— TASK OBJECTIVE —
Rewrite everything in the listing below, from the line containing "# test: mark the triathlete" down to the line containing "point(156, 306)", both of those lines included, as a numbered list with any blank lines left out.

— MATERIAL SHOWN —

>> Begin

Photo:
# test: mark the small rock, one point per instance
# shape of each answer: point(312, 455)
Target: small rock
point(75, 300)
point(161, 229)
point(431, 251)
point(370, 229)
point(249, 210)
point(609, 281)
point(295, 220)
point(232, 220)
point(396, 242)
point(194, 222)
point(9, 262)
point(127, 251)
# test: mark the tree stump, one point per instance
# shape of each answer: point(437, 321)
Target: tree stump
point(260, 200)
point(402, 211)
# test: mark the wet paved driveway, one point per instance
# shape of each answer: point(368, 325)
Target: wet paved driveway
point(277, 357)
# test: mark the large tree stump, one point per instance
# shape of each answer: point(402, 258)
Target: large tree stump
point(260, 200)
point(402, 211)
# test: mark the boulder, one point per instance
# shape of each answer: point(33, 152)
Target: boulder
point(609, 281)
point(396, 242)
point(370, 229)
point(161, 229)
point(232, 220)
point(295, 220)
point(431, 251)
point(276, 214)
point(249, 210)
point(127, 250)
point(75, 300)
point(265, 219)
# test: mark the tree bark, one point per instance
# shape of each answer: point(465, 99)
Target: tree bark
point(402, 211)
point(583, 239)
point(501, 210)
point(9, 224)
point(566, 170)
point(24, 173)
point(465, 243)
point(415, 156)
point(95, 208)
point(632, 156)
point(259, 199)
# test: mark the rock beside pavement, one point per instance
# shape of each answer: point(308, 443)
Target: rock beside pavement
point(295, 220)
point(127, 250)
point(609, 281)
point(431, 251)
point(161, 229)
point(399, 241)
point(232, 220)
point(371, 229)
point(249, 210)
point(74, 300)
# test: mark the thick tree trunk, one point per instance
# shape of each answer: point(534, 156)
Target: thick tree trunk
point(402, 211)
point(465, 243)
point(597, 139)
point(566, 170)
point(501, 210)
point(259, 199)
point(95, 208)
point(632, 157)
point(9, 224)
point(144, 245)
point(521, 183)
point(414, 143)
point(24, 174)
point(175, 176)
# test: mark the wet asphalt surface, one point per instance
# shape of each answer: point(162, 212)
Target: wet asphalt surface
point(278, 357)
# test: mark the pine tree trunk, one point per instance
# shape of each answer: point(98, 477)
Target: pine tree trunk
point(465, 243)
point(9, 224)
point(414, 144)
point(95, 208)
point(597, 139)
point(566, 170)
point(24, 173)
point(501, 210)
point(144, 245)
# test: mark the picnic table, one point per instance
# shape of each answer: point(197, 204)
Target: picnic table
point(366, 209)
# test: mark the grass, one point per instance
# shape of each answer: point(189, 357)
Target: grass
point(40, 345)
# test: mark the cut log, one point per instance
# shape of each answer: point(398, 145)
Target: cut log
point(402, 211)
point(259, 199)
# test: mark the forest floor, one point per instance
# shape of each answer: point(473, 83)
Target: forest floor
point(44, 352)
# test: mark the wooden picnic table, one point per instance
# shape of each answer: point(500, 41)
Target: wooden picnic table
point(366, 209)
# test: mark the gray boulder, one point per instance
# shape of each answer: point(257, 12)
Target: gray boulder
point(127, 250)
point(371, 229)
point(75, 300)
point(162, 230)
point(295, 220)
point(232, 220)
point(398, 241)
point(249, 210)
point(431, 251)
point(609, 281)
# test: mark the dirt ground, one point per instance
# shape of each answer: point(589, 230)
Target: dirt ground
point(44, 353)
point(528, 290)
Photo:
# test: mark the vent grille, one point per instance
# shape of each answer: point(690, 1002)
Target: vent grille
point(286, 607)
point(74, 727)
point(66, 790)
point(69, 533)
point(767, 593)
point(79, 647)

>> End
>> Begin

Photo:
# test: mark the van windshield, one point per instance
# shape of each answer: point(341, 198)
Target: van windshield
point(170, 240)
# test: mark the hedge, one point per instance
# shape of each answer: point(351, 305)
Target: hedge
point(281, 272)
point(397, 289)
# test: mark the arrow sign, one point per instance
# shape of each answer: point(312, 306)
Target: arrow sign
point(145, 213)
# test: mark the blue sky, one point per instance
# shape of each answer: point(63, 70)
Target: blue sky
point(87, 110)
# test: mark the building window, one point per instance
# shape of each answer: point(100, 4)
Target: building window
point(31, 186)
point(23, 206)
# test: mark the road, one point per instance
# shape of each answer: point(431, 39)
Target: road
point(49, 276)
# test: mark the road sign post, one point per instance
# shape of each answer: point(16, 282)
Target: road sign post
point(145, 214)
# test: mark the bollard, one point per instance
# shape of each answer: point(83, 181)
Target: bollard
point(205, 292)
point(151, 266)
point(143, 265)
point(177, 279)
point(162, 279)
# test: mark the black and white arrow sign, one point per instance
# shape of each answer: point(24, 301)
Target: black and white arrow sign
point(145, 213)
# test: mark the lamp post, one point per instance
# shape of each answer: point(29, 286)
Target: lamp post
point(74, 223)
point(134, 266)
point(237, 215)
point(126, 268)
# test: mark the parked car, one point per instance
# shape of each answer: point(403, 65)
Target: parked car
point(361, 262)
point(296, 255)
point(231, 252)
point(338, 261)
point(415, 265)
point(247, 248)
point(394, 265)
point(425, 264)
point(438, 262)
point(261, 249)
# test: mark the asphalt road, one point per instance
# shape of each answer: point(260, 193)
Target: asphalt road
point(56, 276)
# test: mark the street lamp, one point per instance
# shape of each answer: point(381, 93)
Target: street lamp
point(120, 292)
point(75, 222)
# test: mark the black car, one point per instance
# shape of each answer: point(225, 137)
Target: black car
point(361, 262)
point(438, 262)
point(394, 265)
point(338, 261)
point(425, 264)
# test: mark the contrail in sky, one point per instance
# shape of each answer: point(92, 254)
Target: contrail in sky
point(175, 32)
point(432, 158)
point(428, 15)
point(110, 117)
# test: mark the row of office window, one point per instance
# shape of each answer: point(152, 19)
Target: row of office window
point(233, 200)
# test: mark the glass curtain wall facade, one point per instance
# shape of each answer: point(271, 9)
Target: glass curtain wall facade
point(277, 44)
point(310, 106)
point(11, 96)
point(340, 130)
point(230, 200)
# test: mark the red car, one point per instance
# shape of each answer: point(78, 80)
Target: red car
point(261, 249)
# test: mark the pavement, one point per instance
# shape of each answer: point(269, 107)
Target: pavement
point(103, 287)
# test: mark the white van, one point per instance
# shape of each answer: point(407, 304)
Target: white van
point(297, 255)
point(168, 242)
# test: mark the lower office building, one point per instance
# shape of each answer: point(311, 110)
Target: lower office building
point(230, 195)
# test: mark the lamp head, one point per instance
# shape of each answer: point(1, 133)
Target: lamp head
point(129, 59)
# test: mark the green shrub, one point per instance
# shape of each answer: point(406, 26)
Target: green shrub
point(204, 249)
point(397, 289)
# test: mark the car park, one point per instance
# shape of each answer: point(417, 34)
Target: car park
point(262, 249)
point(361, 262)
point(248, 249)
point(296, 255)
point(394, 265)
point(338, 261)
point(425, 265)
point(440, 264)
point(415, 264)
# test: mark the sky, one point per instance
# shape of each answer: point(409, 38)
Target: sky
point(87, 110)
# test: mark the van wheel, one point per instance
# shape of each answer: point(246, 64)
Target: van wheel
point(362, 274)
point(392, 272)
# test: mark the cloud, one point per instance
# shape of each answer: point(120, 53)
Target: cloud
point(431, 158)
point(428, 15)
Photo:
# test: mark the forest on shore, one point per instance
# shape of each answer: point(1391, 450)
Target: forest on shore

>> End
>> Begin

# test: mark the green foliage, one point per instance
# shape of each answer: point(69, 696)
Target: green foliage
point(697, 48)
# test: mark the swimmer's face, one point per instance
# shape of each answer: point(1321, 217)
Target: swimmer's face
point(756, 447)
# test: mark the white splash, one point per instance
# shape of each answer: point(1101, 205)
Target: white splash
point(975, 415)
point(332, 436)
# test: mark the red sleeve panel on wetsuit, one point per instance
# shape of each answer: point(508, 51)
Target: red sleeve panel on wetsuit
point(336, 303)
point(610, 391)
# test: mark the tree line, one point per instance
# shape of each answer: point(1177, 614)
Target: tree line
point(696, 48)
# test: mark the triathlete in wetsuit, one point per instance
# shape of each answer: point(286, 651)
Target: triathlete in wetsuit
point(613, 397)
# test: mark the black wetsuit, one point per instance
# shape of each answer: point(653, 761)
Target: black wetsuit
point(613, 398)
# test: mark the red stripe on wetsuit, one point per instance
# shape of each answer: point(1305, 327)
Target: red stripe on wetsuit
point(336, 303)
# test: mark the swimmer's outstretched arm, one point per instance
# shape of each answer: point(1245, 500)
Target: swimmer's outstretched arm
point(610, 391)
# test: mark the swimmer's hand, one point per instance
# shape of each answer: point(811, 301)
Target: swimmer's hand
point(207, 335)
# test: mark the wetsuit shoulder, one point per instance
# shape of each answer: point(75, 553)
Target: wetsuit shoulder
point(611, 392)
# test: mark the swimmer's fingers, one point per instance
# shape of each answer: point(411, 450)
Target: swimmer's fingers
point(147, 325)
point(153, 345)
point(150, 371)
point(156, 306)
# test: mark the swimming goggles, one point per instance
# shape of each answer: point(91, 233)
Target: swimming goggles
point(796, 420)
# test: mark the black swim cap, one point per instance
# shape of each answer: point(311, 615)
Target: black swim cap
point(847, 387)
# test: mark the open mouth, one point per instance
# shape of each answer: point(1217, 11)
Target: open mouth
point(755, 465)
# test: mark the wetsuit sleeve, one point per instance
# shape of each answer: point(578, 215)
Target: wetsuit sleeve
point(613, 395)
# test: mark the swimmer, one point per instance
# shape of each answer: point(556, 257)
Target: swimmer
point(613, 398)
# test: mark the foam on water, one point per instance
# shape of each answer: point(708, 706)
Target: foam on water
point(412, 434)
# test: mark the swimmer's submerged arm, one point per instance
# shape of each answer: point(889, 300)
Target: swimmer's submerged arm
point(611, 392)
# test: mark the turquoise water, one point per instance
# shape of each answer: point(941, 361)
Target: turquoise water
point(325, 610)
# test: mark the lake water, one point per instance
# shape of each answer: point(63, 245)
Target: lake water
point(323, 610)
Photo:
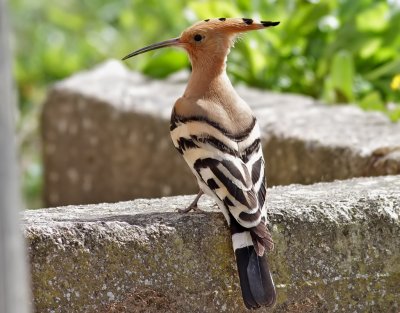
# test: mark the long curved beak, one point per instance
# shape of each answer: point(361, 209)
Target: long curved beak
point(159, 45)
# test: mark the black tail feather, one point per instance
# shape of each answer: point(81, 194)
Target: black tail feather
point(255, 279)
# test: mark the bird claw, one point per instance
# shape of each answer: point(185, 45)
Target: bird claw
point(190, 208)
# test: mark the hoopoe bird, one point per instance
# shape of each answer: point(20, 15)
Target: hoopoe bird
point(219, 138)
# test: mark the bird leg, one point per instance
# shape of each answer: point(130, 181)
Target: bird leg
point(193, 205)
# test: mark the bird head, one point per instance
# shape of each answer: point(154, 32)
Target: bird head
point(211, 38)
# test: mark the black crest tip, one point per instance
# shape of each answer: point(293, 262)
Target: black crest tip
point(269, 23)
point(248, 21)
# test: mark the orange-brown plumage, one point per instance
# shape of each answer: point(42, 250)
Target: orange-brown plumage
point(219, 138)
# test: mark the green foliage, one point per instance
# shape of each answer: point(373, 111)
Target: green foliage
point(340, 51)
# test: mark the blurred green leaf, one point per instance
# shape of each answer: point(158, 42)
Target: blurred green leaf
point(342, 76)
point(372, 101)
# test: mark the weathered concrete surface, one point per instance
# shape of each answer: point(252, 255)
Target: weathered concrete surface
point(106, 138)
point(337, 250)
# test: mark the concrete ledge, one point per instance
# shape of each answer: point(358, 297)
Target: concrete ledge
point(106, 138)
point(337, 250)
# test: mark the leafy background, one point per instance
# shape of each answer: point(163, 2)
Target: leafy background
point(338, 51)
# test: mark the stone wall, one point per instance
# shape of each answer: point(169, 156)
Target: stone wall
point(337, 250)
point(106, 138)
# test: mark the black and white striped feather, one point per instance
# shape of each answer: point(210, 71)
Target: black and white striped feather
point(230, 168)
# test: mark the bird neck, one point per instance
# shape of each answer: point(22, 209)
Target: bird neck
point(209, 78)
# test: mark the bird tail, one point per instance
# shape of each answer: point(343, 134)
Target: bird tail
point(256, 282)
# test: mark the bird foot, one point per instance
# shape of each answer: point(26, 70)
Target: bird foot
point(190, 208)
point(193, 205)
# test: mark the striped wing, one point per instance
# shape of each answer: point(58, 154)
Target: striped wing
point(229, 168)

>> End

— SOLUTION FOR THIS PROBLEM —
1. # test: mark the triathlete in wetsuit, one point per instance
2. # shape of each answer: point(286, 651)
3. Target: triathlete in wetsuit
4. point(613, 397)
5. # test: mark the black wetsuit, one point per instance
6. # shape of each answer: point(653, 761)
7. Target: black wetsuit
8. point(613, 398)
9. # test: mark the red stripe on wetsuit, one point per instance
10. # shape of each answer: point(1305, 327)
11. Target: red stripe on wetsuit
12. point(336, 303)
13. # test: mark the swimmer's outstretched arm, one point per instance
14. # shape of each answer: point(1245, 500)
15. Target: swimmer's outstretched arm
16. point(610, 391)
17. # test: mark the swimmer's hand, one point per instance
18. # shape of each answer: point(811, 301)
19. Target: swimmer's hand
20. point(207, 335)
21. # test: mark the wetsuit shoulder, one point per instance
22. # shape of each answer: point(75, 553)
23. Target: wetsuit shoulder
24. point(611, 392)
25. # test: mark the swimmer's fingers, one point per instance
26. # shape of each answer: point(411, 450)
27. Target: swimmer's fingers
28. point(147, 325)
29. point(153, 345)
30. point(150, 371)
31. point(156, 306)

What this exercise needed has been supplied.